# Supplied text:
____________________
This fish is a K-strategist, the population fluctuates just under the carrying capacity of the pond. In 20 years, the population should be about 1450 fish.

Unlike other known planets, Earth has sufficient natural capital to support life. Natural capital includes materials and energy, called natural resources, and natural services of purifying air and water and circulating chemicals necessary for life.

Humans in areas with little natural capital such as the Gobi and Middle Eastern deserts remained nomadic into the mid 20th century, having to move to find food and grazing land. Historically, people settled down in areas rich with natural capital, such as in the Tigris, Euphrates, Nile, and Indus river valleys, because they could farm. Farming led to the ability to trade with other settlements. Some people became merchants while others farmed; the first cities developed about 6000 years ago. This pattern occurred worldwide. The Industrial Revolution led to the growth of cities as people emigrated from rural areas to work in factories. Prior to the 19th century, unemployed people lived at the edge of the city (sub urban). However, as transportation and water supplies improved, the wealthy could have larger homes on more land outside cities. The train first stimulated the development of suburbs around European cities. After World War II, in Europe and in the U.S., poor people migrated to cities for jobs. The automobile and the desire to escape the urban poor led affluent people to the suburbs. This affluence has led to high levels of consumption and unnecessary waste. In the U.S., since 1990, people have left both cities and suburbs looking for larger homes and more land in vast sprawling exurbs (extra urban). Exurbs are bedroom communities and most residents commute to jobs in urban areas some distance away.
____________________
# Task details:
Extend the passage on natural capital and the growth of cities, suburbs, and exurbs, picking up after its final sentence.

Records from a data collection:
____________________
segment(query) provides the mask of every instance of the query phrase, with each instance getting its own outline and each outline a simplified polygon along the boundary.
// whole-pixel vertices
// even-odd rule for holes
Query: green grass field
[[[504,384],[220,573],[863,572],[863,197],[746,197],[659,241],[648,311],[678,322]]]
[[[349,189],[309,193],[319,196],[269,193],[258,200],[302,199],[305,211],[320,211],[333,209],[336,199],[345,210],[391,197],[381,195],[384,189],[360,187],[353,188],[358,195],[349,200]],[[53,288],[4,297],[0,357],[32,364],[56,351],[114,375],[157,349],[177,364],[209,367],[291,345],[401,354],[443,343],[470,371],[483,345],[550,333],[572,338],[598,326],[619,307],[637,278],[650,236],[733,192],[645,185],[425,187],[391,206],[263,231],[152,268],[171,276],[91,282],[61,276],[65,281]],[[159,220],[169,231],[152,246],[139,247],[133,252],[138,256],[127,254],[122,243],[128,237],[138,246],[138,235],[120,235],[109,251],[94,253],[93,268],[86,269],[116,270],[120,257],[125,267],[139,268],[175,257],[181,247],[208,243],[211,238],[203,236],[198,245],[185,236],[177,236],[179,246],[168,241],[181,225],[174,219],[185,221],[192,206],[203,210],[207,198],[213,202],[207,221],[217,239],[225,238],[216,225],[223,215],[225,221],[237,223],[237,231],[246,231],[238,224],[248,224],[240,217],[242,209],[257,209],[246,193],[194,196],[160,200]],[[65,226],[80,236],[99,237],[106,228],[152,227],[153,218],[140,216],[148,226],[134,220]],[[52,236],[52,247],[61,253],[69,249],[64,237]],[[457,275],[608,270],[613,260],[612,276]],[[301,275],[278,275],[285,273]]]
____________________
# Written answer:
Affluent people have better access to medical care and education. They live longer and have lower infant mortality rates. In most affluent countries, the air and water are cleaner than they were in the 1970s and the food supply is abundant and safe. Affluence financed these improvements in environmental quality and education spurred citizens to insist that businesses and government improve environmental quality.

However, the growth of low-density development on the edges of cities results in a hodgepodge of housing developments and shopping malls loosely connected by highways. The natural capital that originally led to development of a city—cropland, forests, and wetlands—is destroyed by construction.

Unfortunately, the world's growth in affluence is disproportionate to its natural capital and has brought with it a number of unforeseen and unsustainable consequences including global warming, depletion of nonrenewable resources, and an ever-increasing ecological footprint. The ecological footprint measures how much land and water area a human population requires to produce the materials it consumes and to absorb its wastes using prevailing technology.

According to the United Nations, humans have modified 50% of the Earth's land for agriculture, forestry, and housing. The International Union for Conservation of Nature states that this habitat loss is the primary cause of species extinction. Experts estimate that we are losing 137 species daily and 50% of all species will be extinct within 100 years because of habitat destruction.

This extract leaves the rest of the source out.